» **Exercise objective**: Your answer should consist of every line from the records that holds the string "facade".
***** Given information
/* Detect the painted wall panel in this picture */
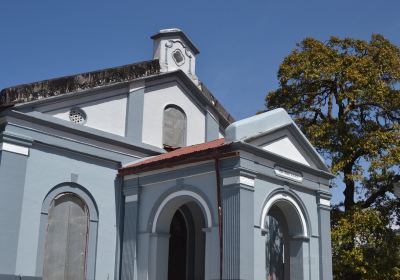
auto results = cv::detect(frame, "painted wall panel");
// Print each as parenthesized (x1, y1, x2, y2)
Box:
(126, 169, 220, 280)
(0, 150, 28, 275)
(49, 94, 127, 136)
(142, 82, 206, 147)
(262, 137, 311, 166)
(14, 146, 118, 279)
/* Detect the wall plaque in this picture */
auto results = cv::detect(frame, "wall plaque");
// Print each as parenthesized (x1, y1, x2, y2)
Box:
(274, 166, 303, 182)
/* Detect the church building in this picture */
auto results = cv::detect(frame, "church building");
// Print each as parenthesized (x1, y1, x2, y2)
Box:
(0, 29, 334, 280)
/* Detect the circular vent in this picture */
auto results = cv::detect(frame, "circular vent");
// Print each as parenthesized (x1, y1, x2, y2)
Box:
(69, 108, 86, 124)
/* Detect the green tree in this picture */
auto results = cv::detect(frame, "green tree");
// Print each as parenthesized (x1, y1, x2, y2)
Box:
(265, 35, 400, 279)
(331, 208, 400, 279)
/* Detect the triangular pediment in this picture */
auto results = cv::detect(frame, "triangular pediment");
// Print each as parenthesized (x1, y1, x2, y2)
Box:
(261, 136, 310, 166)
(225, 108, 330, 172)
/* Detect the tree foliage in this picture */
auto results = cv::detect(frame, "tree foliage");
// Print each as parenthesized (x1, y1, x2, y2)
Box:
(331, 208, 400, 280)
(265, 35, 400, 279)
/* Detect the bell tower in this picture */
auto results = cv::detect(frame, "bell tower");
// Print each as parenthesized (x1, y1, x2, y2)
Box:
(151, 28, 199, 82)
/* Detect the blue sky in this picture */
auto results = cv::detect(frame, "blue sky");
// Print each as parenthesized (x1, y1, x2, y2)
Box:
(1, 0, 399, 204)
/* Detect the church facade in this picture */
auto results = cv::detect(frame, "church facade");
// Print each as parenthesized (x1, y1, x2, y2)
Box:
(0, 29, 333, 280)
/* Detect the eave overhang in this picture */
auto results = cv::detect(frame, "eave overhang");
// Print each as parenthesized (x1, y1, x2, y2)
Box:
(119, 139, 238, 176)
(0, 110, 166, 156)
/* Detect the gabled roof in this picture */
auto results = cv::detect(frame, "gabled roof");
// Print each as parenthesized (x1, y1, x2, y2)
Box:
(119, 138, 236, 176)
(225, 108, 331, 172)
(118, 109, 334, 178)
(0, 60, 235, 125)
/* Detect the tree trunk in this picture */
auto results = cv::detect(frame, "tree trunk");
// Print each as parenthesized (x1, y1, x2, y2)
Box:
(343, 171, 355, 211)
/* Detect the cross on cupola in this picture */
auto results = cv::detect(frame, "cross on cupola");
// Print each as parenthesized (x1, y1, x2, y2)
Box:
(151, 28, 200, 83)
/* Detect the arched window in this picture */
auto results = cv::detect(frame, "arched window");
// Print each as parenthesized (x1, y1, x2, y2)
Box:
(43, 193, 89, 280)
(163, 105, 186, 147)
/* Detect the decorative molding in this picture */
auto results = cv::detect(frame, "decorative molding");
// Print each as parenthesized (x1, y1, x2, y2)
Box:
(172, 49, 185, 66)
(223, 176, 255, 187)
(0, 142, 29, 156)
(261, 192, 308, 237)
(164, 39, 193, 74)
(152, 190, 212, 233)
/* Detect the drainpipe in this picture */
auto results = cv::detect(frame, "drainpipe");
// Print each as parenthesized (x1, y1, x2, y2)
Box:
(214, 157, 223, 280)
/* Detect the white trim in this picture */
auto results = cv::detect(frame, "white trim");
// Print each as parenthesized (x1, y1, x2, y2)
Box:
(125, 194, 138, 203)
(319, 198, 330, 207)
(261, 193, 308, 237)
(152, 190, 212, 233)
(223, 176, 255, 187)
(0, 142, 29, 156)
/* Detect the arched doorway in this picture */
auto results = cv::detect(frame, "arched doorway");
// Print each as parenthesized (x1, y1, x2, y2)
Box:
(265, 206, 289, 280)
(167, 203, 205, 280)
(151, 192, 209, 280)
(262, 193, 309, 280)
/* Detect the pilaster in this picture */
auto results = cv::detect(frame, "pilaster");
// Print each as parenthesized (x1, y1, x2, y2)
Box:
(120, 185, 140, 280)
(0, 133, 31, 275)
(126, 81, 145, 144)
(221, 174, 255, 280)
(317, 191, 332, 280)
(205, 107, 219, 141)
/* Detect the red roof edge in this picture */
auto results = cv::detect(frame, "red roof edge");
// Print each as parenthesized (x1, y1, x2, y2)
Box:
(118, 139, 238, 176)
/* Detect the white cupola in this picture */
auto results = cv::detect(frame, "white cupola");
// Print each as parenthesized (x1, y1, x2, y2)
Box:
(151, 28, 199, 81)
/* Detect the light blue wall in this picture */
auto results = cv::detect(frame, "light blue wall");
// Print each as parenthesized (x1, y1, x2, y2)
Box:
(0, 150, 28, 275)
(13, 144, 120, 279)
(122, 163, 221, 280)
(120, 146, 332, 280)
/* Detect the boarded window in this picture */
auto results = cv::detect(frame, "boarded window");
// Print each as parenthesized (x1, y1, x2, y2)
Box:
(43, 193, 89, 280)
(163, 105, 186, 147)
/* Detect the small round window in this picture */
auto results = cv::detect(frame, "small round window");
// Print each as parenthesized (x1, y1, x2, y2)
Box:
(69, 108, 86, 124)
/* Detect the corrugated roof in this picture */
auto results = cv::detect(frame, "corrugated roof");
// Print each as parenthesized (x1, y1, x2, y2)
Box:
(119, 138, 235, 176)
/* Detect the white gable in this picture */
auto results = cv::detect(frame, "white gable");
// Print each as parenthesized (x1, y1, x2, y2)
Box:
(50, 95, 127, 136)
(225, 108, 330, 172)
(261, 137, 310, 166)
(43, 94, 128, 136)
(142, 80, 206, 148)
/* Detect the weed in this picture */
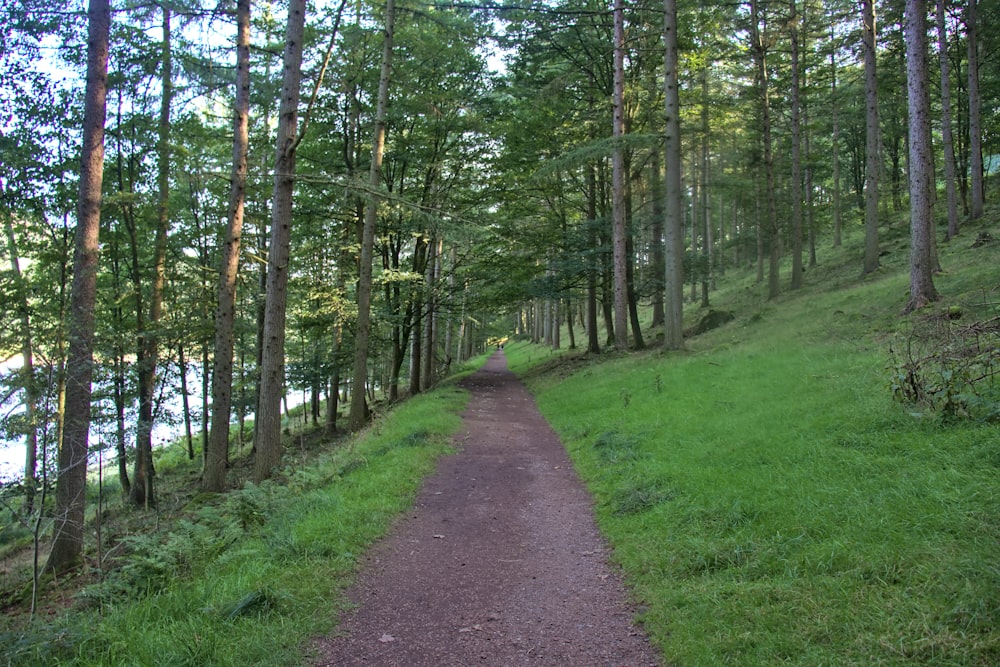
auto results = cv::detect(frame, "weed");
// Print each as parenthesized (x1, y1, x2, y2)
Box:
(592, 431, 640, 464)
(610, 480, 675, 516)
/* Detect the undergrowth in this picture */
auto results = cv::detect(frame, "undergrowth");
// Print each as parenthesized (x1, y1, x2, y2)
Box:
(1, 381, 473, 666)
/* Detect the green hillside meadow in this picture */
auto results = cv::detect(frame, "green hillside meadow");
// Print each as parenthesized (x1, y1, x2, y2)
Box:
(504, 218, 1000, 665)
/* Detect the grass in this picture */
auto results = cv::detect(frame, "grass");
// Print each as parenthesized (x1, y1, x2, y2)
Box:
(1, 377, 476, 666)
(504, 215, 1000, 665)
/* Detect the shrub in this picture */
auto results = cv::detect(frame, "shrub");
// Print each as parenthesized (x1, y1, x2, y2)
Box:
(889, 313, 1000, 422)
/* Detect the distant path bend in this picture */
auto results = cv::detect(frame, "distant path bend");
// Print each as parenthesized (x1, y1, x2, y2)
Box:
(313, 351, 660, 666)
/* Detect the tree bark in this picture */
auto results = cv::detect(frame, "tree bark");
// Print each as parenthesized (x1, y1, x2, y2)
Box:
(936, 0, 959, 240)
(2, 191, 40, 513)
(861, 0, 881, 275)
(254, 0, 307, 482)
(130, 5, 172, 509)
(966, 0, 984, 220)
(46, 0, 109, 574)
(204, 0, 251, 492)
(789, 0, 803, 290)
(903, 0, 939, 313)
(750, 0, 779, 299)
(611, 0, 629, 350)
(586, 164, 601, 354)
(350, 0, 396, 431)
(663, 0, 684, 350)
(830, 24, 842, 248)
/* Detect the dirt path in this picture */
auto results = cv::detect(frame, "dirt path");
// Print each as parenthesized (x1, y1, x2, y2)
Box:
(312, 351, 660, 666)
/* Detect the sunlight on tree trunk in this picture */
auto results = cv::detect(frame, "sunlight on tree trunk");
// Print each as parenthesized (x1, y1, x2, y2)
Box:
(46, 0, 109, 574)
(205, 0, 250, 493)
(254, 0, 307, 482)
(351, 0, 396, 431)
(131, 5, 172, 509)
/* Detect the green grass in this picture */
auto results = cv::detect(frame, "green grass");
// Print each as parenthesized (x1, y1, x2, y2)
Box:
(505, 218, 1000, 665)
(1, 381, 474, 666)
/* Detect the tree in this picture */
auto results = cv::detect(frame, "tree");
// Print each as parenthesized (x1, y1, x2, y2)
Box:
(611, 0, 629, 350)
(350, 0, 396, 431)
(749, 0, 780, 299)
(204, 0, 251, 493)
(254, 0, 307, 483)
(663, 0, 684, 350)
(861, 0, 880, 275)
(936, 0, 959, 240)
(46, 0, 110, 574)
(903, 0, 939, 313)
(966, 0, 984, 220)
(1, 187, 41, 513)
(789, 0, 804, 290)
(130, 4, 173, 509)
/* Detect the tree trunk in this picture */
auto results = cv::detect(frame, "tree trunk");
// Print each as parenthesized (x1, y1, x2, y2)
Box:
**********
» **Exercise result**:
/* Detect the church facade in this picture */
auto results = cv::detect(frame, "church facade");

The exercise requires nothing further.